I think that second category should also include retirees who downsize from their empty nest SFH to a cheaper, smaller condo, which is something that I think happens way more than occasionally.
These people don't benefit so much from the high interest rates because they sell at high prices and buy at high prices too. Just check how much condos are going for in desirable areas in Florida.
A retiree with an empty nest SFH, looking at inflation and the rising cost of goods, and the future of living on a fixed income, might choose to cash out their equity with a HELC, use that to buy the smaller cheaper condo, and rent out their SFH instead. More work, but more money, and hey, you're retired, what else are you going to do?
> Ever-increasing housing prices is bad for people who own homes
On the contrary, ever-increasing housing prices have allowed generations of home-owners to reap immense amounts of tax-free income by borrowing against their real estate. For large parts of the population, having a job is not the way they make a living. Borrowing money is how they make a living, having a job and even a career is just the ticket they need to be able to borrow as much money as possible. In many countries the majority of the population make a living by borrowing, while only a few by working.
The only people who actually make a living by working are the idiots, and that's why they remain broke their entire lives and have nothing to give their children after they pass away. Usually they don't even have children.
This system works as long as there's more money to borrow to keep real estate value going up and more idiots born to work for a living. And when the jig is over, all debts of the real estate owners will be forgiven, while the rest will be sent off to die in some war.

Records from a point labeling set
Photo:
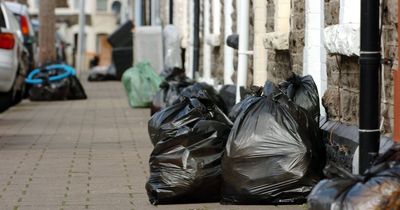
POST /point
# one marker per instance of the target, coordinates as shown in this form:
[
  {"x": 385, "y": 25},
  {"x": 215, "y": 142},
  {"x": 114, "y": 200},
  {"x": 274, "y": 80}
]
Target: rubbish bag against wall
[
  {"x": 172, "y": 47},
  {"x": 379, "y": 188},
  {"x": 141, "y": 84},
  {"x": 303, "y": 91},
  {"x": 76, "y": 91},
  {"x": 273, "y": 155},
  {"x": 185, "y": 162}
]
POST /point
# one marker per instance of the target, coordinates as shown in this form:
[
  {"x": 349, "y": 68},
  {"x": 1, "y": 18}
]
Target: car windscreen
[{"x": 2, "y": 21}]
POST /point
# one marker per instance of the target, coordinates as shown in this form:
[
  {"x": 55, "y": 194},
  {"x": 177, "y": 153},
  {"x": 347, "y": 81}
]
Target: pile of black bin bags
[
  {"x": 176, "y": 85},
  {"x": 378, "y": 188},
  {"x": 188, "y": 147},
  {"x": 272, "y": 153}
]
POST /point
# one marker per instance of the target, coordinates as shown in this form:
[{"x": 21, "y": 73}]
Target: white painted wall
[
  {"x": 260, "y": 53},
  {"x": 344, "y": 38},
  {"x": 314, "y": 51}
]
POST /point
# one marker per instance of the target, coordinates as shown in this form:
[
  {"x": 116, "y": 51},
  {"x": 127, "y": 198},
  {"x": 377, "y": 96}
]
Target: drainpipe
[
  {"x": 228, "y": 51},
  {"x": 81, "y": 37},
  {"x": 314, "y": 51},
  {"x": 206, "y": 46},
  {"x": 396, "y": 126},
  {"x": 260, "y": 53},
  {"x": 138, "y": 13},
  {"x": 243, "y": 30},
  {"x": 196, "y": 38},
  {"x": 370, "y": 57},
  {"x": 171, "y": 12},
  {"x": 155, "y": 13}
]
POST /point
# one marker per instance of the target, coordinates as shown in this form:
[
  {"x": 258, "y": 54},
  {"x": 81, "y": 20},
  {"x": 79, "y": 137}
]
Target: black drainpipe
[
  {"x": 196, "y": 38},
  {"x": 370, "y": 57},
  {"x": 171, "y": 12}
]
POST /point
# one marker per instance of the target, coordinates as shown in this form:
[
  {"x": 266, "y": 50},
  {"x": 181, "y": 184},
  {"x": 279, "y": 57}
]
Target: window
[
  {"x": 77, "y": 4},
  {"x": 101, "y": 5}
]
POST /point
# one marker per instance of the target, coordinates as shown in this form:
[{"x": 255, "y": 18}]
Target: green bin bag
[{"x": 141, "y": 84}]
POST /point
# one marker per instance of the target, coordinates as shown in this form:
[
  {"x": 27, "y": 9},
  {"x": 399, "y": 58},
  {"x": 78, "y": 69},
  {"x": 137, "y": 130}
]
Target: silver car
[{"x": 13, "y": 60}]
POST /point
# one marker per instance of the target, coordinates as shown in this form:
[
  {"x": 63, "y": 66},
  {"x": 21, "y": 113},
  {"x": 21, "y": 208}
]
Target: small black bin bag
[{"x": 378, "y": 188}]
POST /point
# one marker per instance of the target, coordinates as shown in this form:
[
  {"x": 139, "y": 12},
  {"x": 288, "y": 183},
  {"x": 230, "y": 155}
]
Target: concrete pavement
[{"x": 90, "y": 154}]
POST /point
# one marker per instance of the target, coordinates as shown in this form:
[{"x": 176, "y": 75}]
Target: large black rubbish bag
[
  {"x": 378, "y": 188},
  {"x": 174, "y": 82},
  {"x": 185, "y": 165},
  {"x": 303, "y": 91},
  {"x": 273, "y": 154}
]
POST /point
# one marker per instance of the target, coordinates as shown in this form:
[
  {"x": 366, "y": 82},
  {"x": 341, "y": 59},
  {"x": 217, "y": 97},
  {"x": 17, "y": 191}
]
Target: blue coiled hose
[{"x": 68, "y": 71}]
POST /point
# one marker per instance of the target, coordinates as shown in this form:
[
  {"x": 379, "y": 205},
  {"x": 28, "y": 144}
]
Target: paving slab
[{"x": 88, "y": 154}]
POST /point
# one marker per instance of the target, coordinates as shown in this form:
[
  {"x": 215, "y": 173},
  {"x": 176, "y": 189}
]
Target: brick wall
[{"x": 341, "y": 98}]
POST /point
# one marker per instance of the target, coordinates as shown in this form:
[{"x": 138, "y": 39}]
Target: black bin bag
[
  {"x": 303, "y": 92},
  {"x": 378, "y": 188},
  {"x": 273, "y": 154},
  {"x": 185, "y": 165}
]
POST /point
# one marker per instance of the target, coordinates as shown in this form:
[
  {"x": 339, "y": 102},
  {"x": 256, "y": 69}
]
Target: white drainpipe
[
  {"x": 216, "y": 12},
  {"x": 206, "y": 47},
  {"x": 260, "y": 53},
  {"x": 138, "y": 12},
  {"x": 314, "y": 51},
  {"x": 189, "y": 49},
  {"x": 155, "y": 13},
  {"x": 228, "y": 51},
  {"x": 243, "y": 31}
]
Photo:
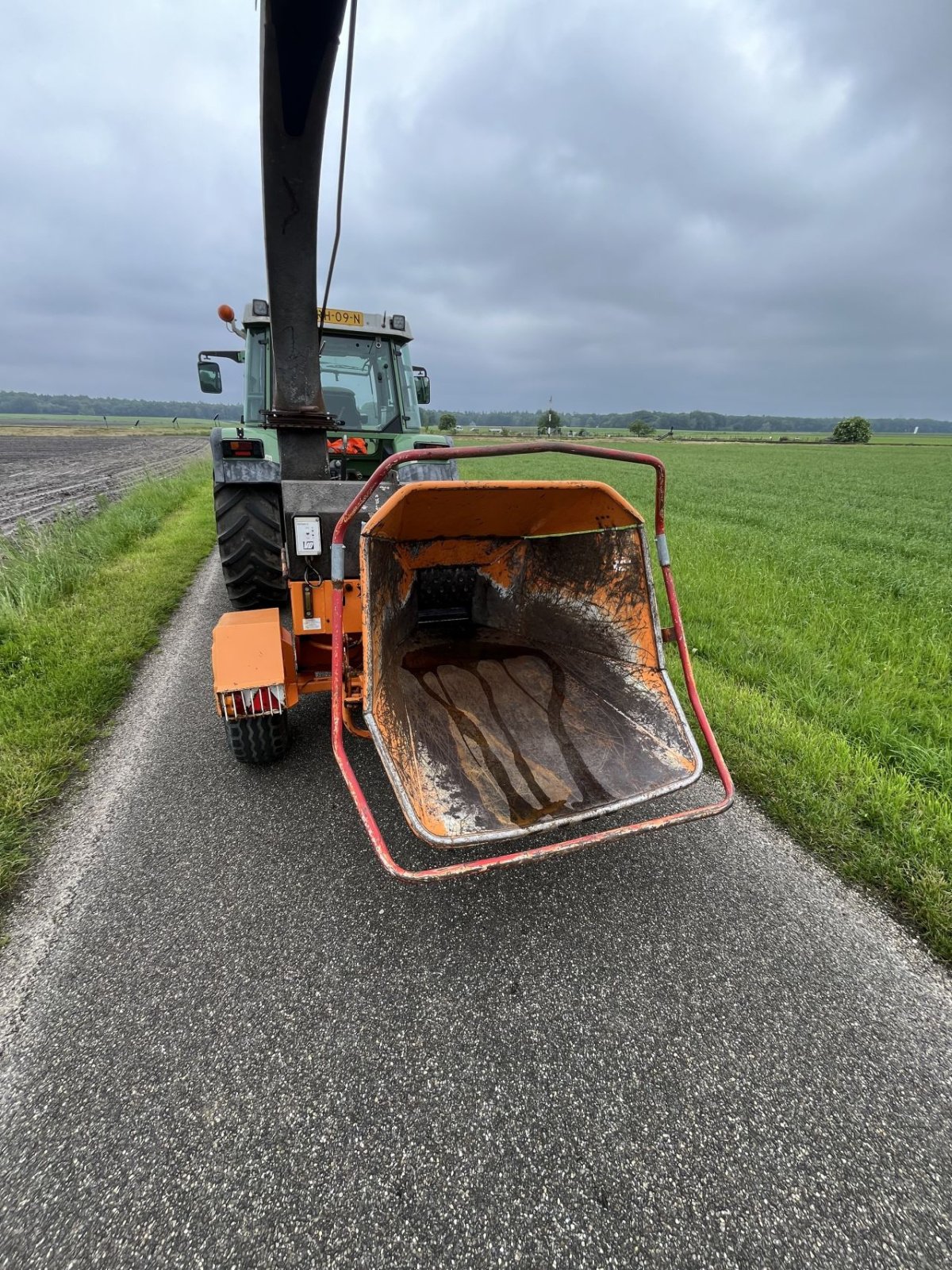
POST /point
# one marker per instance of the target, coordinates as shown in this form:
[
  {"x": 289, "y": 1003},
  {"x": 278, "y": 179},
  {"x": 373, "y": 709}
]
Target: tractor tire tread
[
  {"x": 249, "y": 529},
  {"x": 259, "y": 738}
]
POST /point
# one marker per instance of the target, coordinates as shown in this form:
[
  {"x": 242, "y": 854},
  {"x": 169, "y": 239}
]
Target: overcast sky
[{"x": 724, "y": 205}]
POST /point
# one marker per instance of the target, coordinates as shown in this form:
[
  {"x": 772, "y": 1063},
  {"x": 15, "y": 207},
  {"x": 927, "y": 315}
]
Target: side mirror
[
  {"x": 423, "y": 385},
  {"x": 209, "y": 376}
]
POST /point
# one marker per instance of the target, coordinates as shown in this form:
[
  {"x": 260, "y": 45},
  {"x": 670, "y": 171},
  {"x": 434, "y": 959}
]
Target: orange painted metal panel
[
  {"x": 501, "y": 510},
  {"x": 253, "y": 651},
  {"x": 310, "y": 616}
]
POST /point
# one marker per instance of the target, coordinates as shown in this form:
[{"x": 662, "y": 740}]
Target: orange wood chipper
[{"x": 498, "y": 641}]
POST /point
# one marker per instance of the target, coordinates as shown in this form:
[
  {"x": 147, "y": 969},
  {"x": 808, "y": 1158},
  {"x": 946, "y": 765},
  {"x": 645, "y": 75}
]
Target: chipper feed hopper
[{"x": 498, "y": 641}]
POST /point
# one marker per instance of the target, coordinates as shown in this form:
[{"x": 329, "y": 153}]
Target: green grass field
[
  {"x": 816, "y": 591},
  {"x": 80, "y": 601}
]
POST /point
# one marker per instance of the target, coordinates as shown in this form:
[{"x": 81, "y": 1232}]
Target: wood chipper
[{"x": 498, "y": 641}]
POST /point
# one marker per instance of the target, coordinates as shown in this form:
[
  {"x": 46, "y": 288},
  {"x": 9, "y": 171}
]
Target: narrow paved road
[{"x": 230, "y": 1041}]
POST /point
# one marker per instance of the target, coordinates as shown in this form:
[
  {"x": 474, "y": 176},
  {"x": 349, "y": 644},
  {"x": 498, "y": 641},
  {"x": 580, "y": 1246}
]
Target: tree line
[
  {"x": 75, "y": 406},
  {"x": 691, "y": 421}
]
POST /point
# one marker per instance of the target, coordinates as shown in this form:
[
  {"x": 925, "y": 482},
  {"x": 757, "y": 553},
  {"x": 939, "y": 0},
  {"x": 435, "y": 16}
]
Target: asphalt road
[{"x": 228, "y": 1039}]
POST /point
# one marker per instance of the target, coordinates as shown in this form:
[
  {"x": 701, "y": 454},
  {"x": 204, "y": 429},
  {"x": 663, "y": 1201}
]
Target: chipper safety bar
[{"x": 513, "y": 666}]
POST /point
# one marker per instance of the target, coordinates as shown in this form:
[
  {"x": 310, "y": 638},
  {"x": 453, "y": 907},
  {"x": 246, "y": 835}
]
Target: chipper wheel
[
  {"x": 248, "y": 522},
  {"x": 259, "y": 740}
]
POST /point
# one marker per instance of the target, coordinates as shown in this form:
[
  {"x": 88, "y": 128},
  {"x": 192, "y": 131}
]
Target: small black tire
[
  {"x": 259, "y": 738},
  {"x": 251, "y": 539}
]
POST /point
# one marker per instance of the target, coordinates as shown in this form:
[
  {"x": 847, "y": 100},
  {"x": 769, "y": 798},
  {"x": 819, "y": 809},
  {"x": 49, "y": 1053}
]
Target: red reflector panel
[
  {"x": 264, "y": 702},
  {"x": 244, "y": 448}
]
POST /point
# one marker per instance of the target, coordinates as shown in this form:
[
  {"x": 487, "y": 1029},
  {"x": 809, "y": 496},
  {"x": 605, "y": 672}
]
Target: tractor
[
  {"x": 498, "y": 641},
  {"x": 374, "y": 391}
]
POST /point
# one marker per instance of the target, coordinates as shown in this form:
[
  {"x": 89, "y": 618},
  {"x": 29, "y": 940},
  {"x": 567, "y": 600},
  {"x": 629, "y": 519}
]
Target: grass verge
[
  {"x": 80, "y": 602},
  {"x": 816, "y": 591}
]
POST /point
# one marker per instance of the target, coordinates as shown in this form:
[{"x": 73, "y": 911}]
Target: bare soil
[{"x": 42, "y": 476}]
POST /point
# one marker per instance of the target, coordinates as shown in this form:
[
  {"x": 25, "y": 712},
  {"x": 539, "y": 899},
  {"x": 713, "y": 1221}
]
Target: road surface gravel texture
[
  {"x": 230, "y": 1039},
  {"x": 41, "y": 476}
]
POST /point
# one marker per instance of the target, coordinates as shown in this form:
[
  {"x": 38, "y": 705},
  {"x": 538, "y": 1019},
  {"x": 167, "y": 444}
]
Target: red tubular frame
[{"x": 556, "y": 849}]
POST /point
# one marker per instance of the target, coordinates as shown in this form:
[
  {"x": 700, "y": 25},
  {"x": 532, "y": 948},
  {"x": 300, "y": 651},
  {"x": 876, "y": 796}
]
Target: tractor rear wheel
[
  {"x": 258, "y": 738},
  {"x": 248, "y": 524}
]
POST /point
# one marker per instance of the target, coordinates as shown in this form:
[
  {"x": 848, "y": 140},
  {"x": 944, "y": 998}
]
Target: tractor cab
[{"x": 374, "y": 394}]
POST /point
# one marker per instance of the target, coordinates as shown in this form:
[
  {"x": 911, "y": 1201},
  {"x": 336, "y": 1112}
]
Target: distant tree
[
  {"x": 550, "y": 423},
  {"x": 854, "y": 431}
]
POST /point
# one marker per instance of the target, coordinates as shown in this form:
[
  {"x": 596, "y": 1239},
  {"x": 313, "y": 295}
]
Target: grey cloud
[{"x": 727, "y": 205}]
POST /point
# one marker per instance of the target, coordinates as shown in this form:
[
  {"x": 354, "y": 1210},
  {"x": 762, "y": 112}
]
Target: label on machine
[
  {"x": 308, "y": 535},
  {"x": 342, "y": 318}
]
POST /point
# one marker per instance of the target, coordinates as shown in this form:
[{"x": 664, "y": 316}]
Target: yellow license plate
[{"x": 340, "y": 318}]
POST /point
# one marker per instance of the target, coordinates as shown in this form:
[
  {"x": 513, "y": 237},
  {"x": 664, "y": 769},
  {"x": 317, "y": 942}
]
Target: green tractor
[{"x": 370, "y": 387}]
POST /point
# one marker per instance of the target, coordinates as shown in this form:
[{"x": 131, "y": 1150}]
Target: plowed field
[{"x": 41, "y": 476}]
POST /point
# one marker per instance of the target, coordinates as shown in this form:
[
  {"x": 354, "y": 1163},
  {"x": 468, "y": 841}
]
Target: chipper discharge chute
[{"x": 513, "y": 662}]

▸ SHORT EXERCISE 1
Translate this sentence from the comment on housing prices into Spanish: "For large parts of the population, having a job is not the way they make a living."
▸ SHORT EXERCISE 2
Tally the lines of the listing that contain the string "tree", treating uppercase and lowercase as different. Reply with the number only.

▸ TASK RESULT 1
Para gran parte de la población, tener un trabajo no es la forma en que se ganan la vida.

▸ TASK RESULT 2
2